* Using the information *
1. List every business named in the passage on farming in Kauai.
2. Condense the paragraph of the passage on farming in Kauai that begins "Such agricultural practices" into a short list that keeps its main facts.
3. Reproduce the passage on farming in Kauai word for word, from "However, the land" up to and including "kings at Polihale.".

* Text for analysis *
However, the land on Kauai farmed by large American bio-tech corn and sugar cane companies form a shocking contrast.  Modern agricultural practices have increased yield, but turned the farming areas into virtual landfills in the process. Fertilizers seep into the ocean causing reef death, killing fish, and generating plumes of eutrophication. Plastic drip hose and garbage litter the once beautiful flat lands of Kekaha and approach right up to the boundaries of the ancient burial grounds of the kings at Polihale.

Western culture’s lack of a partnership worldview emphasizing the interconnectedness of all forms of life has led to the serious decline of nearly every ecosystem in Hawaii over the last 200 years. After nearly 2000 years of Hawaiian sustainable living, Western practices have nearly undone all the work at preservation previously practiced.

Strikingly and ironically, the population on Kauai is now nearly identical to what it was before its “discovery” by Westerners. Yet today instead of Poipu’s lush valleys of Hawaiian taro fields, we see the Grand Hyatt Resort Kauai. Instead of pristine villages in the foothills at the base of the mountains in Lihue, we see Costco and Home Depot.

Overfishing and pollution have proved devastating to the local wildlife, and especially considering that most of that native wildlife has virtually no inherited resistance to any kind of foreign disease or virus. Much like Chehalis elder Mary Heck, you can hear the native Hawaiians regularly decrying the abuses to the environment and urging a return to the partnership worldview as our only means of recovering from this tragic and self-inflicted decline in our tropical ecosystem.”

These are the observations of my student Joshua Kinnard, and as he notes, though there is a better yield with industrialized corn farming, that yield comes with serious problems.  Indeed, it is a better yield only for a few and at the cost of degraded ecosystems on both land and sea.

Such agricultural practices result from a dominating rather than a partnership system.  In a dominator system, those at the top seize profits for themselves wherever they can find them.  In a partnership view, all are responsible the long-term results of their actions on other life.

The partnership view would nix the industrial corn farms in Hawaii, since they create a deficit in natural systems.  It takes as much as seventy per cent more energy to produce this corn than it yields to burn it.

* Records supplied *

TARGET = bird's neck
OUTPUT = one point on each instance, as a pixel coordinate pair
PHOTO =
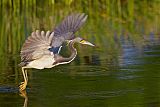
(73, 51)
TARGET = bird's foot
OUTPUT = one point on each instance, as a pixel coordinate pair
(22, 86)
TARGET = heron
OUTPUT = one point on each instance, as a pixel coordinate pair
(42, 49)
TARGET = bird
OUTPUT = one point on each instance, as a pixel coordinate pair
(42, 49)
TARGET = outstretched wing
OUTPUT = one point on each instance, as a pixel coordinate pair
(36, 45)
(68, 27)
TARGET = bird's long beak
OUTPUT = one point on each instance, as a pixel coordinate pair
(86, 43)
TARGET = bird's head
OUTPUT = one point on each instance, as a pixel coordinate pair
(83, 41)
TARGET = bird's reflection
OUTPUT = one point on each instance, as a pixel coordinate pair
(24, 95)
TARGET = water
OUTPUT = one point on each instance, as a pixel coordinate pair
(121, 71)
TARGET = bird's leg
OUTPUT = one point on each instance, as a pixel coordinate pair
(24, 84)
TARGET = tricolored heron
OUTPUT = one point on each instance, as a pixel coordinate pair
(41, 49)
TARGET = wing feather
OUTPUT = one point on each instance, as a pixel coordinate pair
(36, 45)
(67, 28)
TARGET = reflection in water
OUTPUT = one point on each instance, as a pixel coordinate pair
(24, 95)
(123, 71)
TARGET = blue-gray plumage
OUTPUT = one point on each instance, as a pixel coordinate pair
(41, 49)
(55, 50)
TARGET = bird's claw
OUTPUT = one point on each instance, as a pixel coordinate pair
(22, 86)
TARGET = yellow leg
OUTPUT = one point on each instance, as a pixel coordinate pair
(24, 84)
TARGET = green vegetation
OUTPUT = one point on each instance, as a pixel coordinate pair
(106, 17)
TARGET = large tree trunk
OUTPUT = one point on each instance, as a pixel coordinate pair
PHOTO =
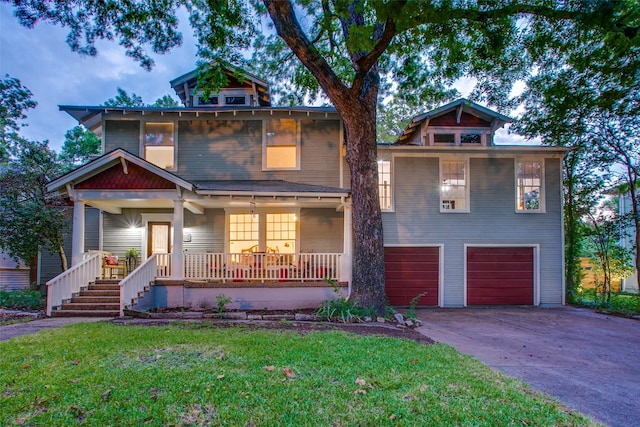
(356, 105)
(368, 246)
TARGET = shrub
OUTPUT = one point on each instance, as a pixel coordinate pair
(21, 300)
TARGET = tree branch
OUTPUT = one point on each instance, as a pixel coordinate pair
(288, 28)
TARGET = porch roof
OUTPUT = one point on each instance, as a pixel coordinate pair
(267, 188)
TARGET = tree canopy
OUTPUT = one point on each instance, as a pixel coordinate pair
(354, 52)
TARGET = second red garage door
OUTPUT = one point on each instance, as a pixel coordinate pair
(500, 276)
(410, 271)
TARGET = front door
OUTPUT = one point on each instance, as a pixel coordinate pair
(159, 238)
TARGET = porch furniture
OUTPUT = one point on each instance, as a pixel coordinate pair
(112, 267)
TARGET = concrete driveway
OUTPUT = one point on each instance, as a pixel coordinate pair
(588, 361)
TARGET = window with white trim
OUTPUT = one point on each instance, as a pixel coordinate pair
(159, 144)
(263, 232)
(281, 144)
(529, 196)
(384, 184)
(453, 186)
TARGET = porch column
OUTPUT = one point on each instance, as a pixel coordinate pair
(177, 256)
(77, 242)
(347, 252)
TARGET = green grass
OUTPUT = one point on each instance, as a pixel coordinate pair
(199, 374)
(621, 302)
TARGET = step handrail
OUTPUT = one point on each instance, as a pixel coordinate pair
(69, 282)
(136, 282)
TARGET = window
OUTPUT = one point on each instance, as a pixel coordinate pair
(529, 186)
(211, 100)
(281, 144)
(235, 100)
(470, 138)
(453, 187)
(159, 147)
(262, 232)
(281, 232)
(444, 138)
(384, 184)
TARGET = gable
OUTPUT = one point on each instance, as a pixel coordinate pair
(466, 120)
(129, 177)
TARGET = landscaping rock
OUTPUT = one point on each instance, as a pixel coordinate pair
(307, 317)
(278, 317)
(191, 315)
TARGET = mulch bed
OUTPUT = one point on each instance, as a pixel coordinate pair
(365, 329)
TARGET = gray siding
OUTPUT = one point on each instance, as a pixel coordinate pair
(124, 231)
(123, 134)
(50, 265)
(417, 219)
(207, 231)
(321, 230)
(232, 149)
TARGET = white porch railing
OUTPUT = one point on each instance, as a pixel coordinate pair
(136, 282)
(63, 286)
(298, 267)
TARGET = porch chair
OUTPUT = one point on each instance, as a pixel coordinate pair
(111, 263)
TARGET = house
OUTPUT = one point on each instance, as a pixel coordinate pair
(628, 284)
(230, 195)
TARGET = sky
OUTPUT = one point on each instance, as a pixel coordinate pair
(43, 62)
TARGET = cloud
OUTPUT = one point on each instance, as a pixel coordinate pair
(44, 63)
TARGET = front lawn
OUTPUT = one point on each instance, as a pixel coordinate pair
(620, 302)
(202, 374)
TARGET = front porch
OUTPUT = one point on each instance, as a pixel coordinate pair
(251, 280)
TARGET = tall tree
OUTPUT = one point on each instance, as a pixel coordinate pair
(32, 219)
(15, 99)
(80, 145)
(123, 99)
(348, 48)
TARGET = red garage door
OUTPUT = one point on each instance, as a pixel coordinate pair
(500, 276)
(409, 272)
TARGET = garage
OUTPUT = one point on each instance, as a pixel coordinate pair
(410, 271)
(500, 275)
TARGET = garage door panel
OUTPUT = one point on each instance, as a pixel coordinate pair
(410, 271)
(500, 276)
(503, 275)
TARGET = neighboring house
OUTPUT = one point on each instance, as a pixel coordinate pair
(14, 276)
(230, 195)
(629, 284)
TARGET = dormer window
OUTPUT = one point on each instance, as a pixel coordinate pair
(471, 138)
(225, 98)
(444, 138)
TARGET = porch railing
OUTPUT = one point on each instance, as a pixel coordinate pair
(63, 286)
(263, 267)
(136, 282)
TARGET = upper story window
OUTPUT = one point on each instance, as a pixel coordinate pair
(529, 188)
(281, 144)
(470, 138)
(159, 144)
(224, 98)
(384, 184)
(454, 194)
(458, 136)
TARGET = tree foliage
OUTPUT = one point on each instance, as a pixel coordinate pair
(15, 100)
(80, 145)
(352, 52)
(32, 219)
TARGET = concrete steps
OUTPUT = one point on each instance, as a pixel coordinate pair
(99, 299)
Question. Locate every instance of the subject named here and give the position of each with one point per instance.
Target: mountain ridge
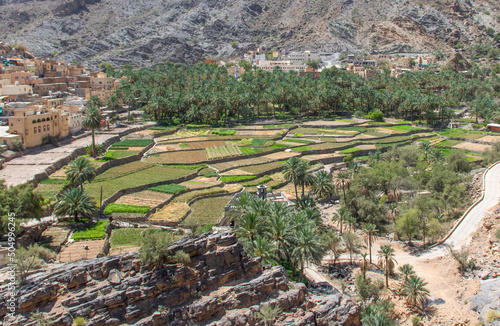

* Answers by item *
1.
Grand Hyatt Resort Kauai
Costco
Home Depot

2.
- These agricultural practices come from a dominating system, not a partnership system.
- In a dominator system, those at the top take profits for themselves wherever they can.
- In a partnership view, everyone is responsible for the long-term effects of their actions on other life.

3.
However, the land on Kauai farmed by large American bio-tech corn and sugar cane companies form a shocking contrast.  Modern agricultural practices have increased yield, but turned the farming areas into virtual landfills in the process. Fertilizers seep into the ocean causing reef death, killing fish, and generating plumes of eutrophication. Plastic drip hose and garbage litter the once beautiful flat lands of Kekaha and approach right up to the boundaries of the ancient burial grounds of the kings at Polihale.